### GESTELLTE AUFGABE A
Prüfe anhand des Textauszugs zu vorgerichtlichen Rechtsanwaltskosten, ob die folgenden Aussagen zutreffen: (i) Der Kläger erwarb das Fahrzeug im Juli 2013. (ii) Mit der Revision verlangt der Kläger Freistellung in Höhe von 1.171,67 €. (iii) Die Kosten des Revisionsverfahrens trägt der Kläger. Beantworte jede Aussage mit Ja oder Nein und zitiere die entscheidenden Worte des Textes wörtlich.
### GESTELLTE AUFGABE B
Beantworte mit dem Textauszug zu vorgerichtlichen Rechtsanwaltskosten kurz:
(i) Welcher Zivilsenat hat das mit der Revision angegriffene Urteil erlassen?
(ii) Von welchem Tag stammt das Aufforderungsschreiben?
(iii) Unter welcher Fundstelle ist das Urteil des Berufungsgerichts veröffentlicht?
### GESTELLTE AUFGABE C
Entnimm dem Textauszug zu vorgerichtlichen Rechtsanwaltskosten wortgetreu den Abschnitt, der mit „Der Kläger trägt“ beginnt und bis einschließlich „Rechtsanwaltskosten in Anspruch.“ reicht.

Vorgerichtliche Rechtsanwaltskosten: Erstattunganspruch in einem Diesel-Fall


Leitsatz

Zur Erstattung vorgerichtlicher Rechtsanwaltskosten (hier: Klage wegen Inverkehrbringens eines Kraftfahrzeugs mit unzulässiger Abschalteinrichtung).

Tenor

Die Revision des [X.] gegen das Urteil des 13. Zivilsenats des [X.] in [X.] vom 13. März 2020 wird zurückgewiesen.

Der Kläger trägt die Kosten des Revisionsverfahrens.

Von Rechts wegen

Tatbestand

1

Der Kläger nimmt die [X.], soweit für das Revisionsverfahren noch relevant, auf Ersatz vorgerichtlicher Rechtsanwaltskosten in Anspruch.

2

Der Kläger erwarb im Juli 2013 einen von der [X.]n hergestellten und mit einem Dieselmotor des [X.] ausgestatteten Pkw. Mit [X.] vom 13. November 2018 forderte er die [X.] zur Erstattung des Kaufpreises [X.] gegen Übereignung des Fahrzeugs auf. Nach fruchtlosem Fristablauf erhob er in der Folge Klage, mit der er u.a. die Freistellung von vorgerichtlichen Rechtsanwaltskosten in Höhe von 1.171,67 € begehrte. Das [X.] hat der Klage im [X.] überwiegend stattgegeben und die [X.] im Übrigen u.a. antragsgemäß zur Freistellung von den vorgerichtlichen Rechtsanwaltskosten verurteilt. Auf die Berufung der [X.]n hat das [X.] das landgerichtliche Urteil zum [X.] im Wesentlichen bestätigt, im Freistellungsausspruch jedoch abgeändert und die Klage insoweit abgewiesen. Mit der vom Berufungsgericht zugelassenen Revision verfolgt der Kläger seinen Freistellungsanspruch nunmehr in Höhe von 1.029,35 € weiter.

Entscheidungsgründe

I.

3

Nach Auffassung des Berufungsgerichts, dessen Urteil unter BeckRS 2020, 24946 veröffentlicht ist, hat der Kläger nicht schlüssig dargetan, seinen Prozessbevollmächtigten zunächst lediglich mit seiner außergerichtlichen Vertretung beauftragt oder ihm einen nur bedingten [X.] erteilt zu haben. Das Aufforderungsschreiben vom 13. November 2018, in dem darauf hingewiesen werde, dass Klage erhoben werde, falls innerhalb gesetzter Frist keine Zahlung oder kein angemessenes Vergleichsangebot eingehe, spreche dagegen, dass zunächst nur ein Mandat zur außergerichtlichen Vertretung oder nur ein bedingter [X.] erteilt worden sei.

II.

4

Diese Erwägungen halten revisionsrechtlicher Überprüfung stand.

Datensätze zum Zeigen auf benannte Objekte
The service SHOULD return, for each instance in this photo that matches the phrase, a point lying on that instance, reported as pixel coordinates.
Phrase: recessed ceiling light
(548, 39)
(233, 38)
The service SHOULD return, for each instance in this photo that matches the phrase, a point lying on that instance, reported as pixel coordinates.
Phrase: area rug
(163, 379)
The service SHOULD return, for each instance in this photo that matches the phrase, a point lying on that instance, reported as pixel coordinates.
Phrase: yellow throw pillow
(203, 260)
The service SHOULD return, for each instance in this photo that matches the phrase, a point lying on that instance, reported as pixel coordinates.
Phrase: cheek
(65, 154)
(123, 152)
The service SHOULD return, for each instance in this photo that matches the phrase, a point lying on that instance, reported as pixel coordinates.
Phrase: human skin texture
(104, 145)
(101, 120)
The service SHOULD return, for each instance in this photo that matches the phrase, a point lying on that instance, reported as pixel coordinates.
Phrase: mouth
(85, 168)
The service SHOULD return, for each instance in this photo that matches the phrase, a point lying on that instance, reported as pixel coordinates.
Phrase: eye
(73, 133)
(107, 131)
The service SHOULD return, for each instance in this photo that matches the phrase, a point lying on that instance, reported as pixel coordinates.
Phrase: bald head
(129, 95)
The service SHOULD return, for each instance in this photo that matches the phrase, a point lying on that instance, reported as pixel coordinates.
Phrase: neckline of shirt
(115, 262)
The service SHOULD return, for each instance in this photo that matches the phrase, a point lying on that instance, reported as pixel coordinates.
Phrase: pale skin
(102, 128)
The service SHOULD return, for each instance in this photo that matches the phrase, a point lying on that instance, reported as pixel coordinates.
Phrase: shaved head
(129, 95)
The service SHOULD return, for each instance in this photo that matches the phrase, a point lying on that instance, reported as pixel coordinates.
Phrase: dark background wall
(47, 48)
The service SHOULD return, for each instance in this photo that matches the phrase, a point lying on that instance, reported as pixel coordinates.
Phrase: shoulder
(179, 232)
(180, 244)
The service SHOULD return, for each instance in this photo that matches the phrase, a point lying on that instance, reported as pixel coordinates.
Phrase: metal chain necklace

### SCHRIFTLICHE ANTWORT A
(i) Ja: „Der Kläger erwarb im Juli 2013 einen von der [X.]n hergestellten und mit einem Dieselmotor des [X.] ausgestatteten Pkw.“
(ii) Nein: „Mit der vom Berufungsgericht zugelassenen Revision verfolgt der Kläger seinen Freistellungsanspruch nunmehr in Höhe von 1.029,35 € weiter.“
(iii) Ja: „Der Kläger trägt die Kosten des Revisionsverfahrens.“

### SCHRIFTLICHE ANTWORT B
(i) Der 13. Zivilsenat.
(ii) Vom 13. November 2018.
(iii) Unter BeckRS 2020, 24946.

### SCHRIFTLICHE ANTWORT C
Der Kläger trägt die Kosten des Revisionsverfahrens.

Von Rechts wegen

Tatbestand

1

Der Kläger nimmt die [X.], soweit für das Revisionsverfahren noch relevant, auf Ersatz vorgerichtlicher Rechtsanwaltskosten in Anspruch.